**Your instructions:** Scale the rows starting at the one that contains "Keep to these rules. Indicate every instance of the shallow" and ending at the last row, both included, and write them out again with the requests unchanged. Multiply every point coordinate in the answers by 2.25, round each to a whole number with halves rounded up, and leave the pictures out.

**Records to use:**

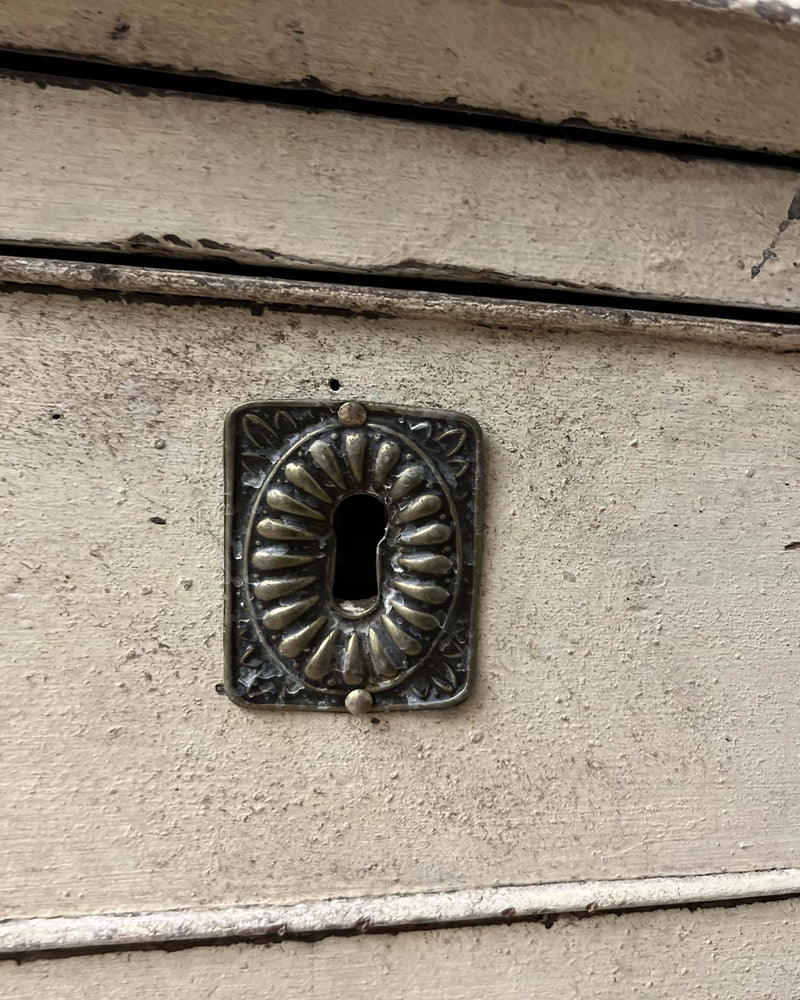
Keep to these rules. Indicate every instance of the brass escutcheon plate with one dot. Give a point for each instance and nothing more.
(291, 642)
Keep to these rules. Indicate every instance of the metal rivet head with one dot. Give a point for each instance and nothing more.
(352, 414)
(358, 702)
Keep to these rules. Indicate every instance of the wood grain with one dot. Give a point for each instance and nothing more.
(728, 75)
(636, 705)
(273, 186)
(741, 953)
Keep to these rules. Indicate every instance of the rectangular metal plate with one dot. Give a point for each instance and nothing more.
(291, 641)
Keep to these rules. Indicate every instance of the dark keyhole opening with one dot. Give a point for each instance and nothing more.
(359, 524)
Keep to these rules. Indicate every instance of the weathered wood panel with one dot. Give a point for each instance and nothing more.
(636, 704)
(731, 954)
(271, 185)
(660, 67)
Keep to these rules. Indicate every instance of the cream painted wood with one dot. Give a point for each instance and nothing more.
(659, 67)
(740, 953)
(270, 185)
(635, 711)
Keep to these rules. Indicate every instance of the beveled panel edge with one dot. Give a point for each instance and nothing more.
(387, 303)
(46, 937)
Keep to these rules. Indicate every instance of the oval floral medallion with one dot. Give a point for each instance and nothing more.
(402, 634)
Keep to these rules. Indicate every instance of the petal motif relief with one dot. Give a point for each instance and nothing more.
(290, 643)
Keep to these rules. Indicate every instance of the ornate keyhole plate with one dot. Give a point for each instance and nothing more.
(290, 643)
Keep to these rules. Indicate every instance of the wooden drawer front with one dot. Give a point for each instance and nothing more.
(264, 185)
(635, 711)
(659, 67)
(741, 953)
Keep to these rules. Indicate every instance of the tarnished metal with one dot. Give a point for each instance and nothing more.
(290, 642)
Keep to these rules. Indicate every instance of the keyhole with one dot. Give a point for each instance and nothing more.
(359, 525)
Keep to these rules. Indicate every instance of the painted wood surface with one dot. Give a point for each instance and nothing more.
(721, 71)
(636, 706)
(740, 953)
(278, 186)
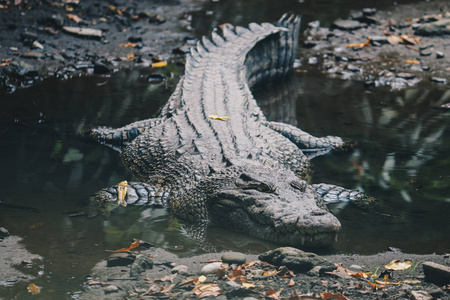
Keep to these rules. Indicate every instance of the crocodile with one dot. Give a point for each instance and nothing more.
(213, 158)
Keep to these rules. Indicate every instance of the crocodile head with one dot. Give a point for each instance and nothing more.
(276, 206)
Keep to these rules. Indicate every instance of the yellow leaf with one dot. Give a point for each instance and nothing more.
(248, 285)
(128, 45)
(216, 117)
(398, 265)
(33, 289)
(159, 64)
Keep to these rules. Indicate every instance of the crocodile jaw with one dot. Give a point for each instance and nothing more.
(287, 216)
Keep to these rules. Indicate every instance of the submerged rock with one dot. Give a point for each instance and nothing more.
(294, 259)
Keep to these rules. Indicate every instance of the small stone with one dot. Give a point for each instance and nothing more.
(180, 269)
(156, 19)
(210, 268)
(100, 69)
(439, 54)
(347, 24)
(425, 53)
(406, 76)
(111, 289)
(142, 263)
(233, 258)
(3, 232)
(294, 259)
(369, 11)
(438, 80)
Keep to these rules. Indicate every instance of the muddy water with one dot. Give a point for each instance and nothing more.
(400, 157)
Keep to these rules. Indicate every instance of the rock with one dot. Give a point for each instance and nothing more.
(120, 259)
(233, 258)
(141, 263)
(436, 273)
(294, 259)
(156, 19)
(347, 24)
(20, 68)
(100, 69)
(438, 80)
(439, 27)
(180, 269)
(111, 289)
(420, 295)
(406, 76)
(3, 232)
(210, 268)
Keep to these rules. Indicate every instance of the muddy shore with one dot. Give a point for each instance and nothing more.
(162, 32)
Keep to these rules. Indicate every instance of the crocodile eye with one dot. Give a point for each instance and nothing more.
(299, 185)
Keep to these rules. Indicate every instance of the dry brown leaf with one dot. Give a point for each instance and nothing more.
(270, 273)
(167, 278)
(249, 264)
(159, 64)
(397, 265)
(207, 289)
(133, 245)
(272, 294)
(394, 39)
(328, 295)
(75, 18)
(33, 289)
(248, 285)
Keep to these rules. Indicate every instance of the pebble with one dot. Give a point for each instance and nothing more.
(233, 258)
(111, 289)
(347, 24)
(210, 268)
(180, 269)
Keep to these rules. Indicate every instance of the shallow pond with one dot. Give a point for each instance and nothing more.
(400, 157)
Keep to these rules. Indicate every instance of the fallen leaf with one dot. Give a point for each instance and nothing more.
(216, 117)
(33, 289)
(328, 295)
(133, 245)
(290, 283)
(207, 289)
(397, 265)
(409, 61)
(270, 273)
(249, 264)
(167, 278)
(248, 285)
(159, 64)
(212, 260)
(93, 282)
(75, 18)
(272, 294)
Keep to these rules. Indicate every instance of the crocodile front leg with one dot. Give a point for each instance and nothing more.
(123, 135)
(305, 141)
(127, 193)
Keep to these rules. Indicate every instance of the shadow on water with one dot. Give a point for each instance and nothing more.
(48, 172)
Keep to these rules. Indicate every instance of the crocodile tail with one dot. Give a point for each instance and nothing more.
(272, 58)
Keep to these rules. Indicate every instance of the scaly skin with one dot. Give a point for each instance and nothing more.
(240, 173)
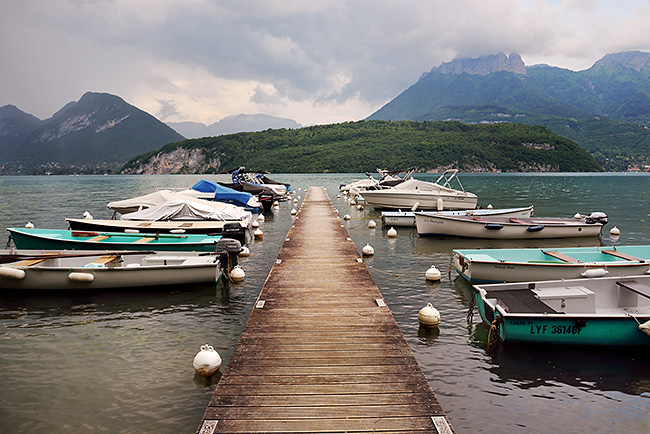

**Written answer:**
Keep to these rules. Indicate every instance of the shallow pond with one dot. Give a point for each instance and nothing more.
(900, 353)
Keep to these rules. Indicate every instance of the fallen leaf with one dot. Give a point for each instance and nothing more.
(486, 263)
(74, 650)
(738, 664)
(299, 551)
(653, 637)
(466, 650)
(893, 596)
(920, 137)
(608, 614)
(560, 594)
(376, 626)
(558, 641)
(358, 144)
(477, 585)
(209, 635)
(169, 41)
(612, 662)
Keep to these rules. Indicate every instance of the crocodile front leg with one dot. Give a point for each instance and nothing more.
(277, 304)
(686, 317)
(286, 434)
Keep to these rules. Indicate every instance of the shadow on water with one dot. Give a point for each instance and nothing more.
(108, 387)
Keep to these rules. Indicate every instance of the crocodile tail with one dot. Give a point for each instance and nothing more.
(612, 131)
Keep to these rules. Indicate every instance of the scaly skin with one dot. Give a point for each instance and nothing more.
(540, 389)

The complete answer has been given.